_INSTRUCTION_
Reproduce every entry below verbatim, line for line.

_TASK INPUT_
....................

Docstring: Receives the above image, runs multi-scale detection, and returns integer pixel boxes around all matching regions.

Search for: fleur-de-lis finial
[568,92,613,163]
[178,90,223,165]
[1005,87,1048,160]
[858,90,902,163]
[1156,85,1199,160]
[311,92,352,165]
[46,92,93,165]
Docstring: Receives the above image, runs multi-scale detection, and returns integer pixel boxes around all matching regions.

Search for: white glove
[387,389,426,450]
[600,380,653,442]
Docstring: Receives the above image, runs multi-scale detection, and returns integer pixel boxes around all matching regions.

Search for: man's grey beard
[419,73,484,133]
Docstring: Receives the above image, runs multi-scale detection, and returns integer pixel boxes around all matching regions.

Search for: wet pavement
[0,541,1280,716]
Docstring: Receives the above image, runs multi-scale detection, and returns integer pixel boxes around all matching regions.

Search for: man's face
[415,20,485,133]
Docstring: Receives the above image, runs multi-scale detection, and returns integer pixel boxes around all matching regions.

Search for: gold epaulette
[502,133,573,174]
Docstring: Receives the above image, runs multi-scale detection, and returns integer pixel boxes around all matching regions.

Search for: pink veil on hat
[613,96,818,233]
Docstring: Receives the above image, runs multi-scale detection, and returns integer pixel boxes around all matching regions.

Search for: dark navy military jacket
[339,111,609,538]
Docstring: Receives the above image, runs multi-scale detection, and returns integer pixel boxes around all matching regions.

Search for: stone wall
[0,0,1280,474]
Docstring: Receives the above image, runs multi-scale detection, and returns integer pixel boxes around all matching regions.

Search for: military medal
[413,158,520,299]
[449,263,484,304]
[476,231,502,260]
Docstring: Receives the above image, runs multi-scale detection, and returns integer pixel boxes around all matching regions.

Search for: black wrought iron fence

....................

_ANSWER FOR THIS EXERCISE_
Docstring: Receives the above image, runs multi-scale detection, and returns integer pixel boxes around all matching regions.

Search for: fleur-de-lis finial
[568,92,613,163]
[178,90,223,165]
[1005,87,1048,160]
[858,90,902,163]
[1156,85,1199,160]
[311,92,352,165]
[46,92,93,165]
Docstring: Receives the above image, runs multi-scale detection, and returns integer pixel boxes around all matching regions.

Search for: white glove
[387,389,426,450]
[600,380,653,442]
Docstring: Receives the above image, runs multi-scale detection, and returns integer pixel boxes around all matching regions.

Search for: man's grey beard
[419,73,484,133]
Docstring: Receives the above image, runs multi-scale detection, and returns integer pixel boxes around all matching regions.

Search for: wet pavement
[0,541,1280,716]
Docstring: Receives the above image, runs multi-scale detection, and returns integer pixel boxes around all matching regions.

Search for: man's face
[415,20,485,133]
Docstring: Receives the above image, runs multi-scale detection, and returns integer pixel boxes around all matching regions.

Search for: gold epaulette
[502,133,573,174]
Docstring: Receives the above image, runs multi-scale detection, and returns integer pixel boxes around all matching regions.

Search for: pink veil on hat
[613,96,818,233]
Docstring: Receives the above image, runs multi-scale detection, and returns integer pixel boxes around all matching regions.

Search for: dark navy military jacket
[339,111,609,538]
Docstring: Receives the above image, runs multi-scale detection, and returns integer pixel boxes around all matching regions.

Search for: stone wall
[0,0,1280,474]
Docstring: Receives the above image, runs multi-scale detection, and returns integer pixel boxes around all matching regions.

Search for: military medal
[413,158,520,299]
[449,263,484,304]
[476,231,502,260]
Docstring: Receives the above image, runs multi-scale detection, and returns integer pixel boxes around all matching regions.

Search for: black wrought iron fence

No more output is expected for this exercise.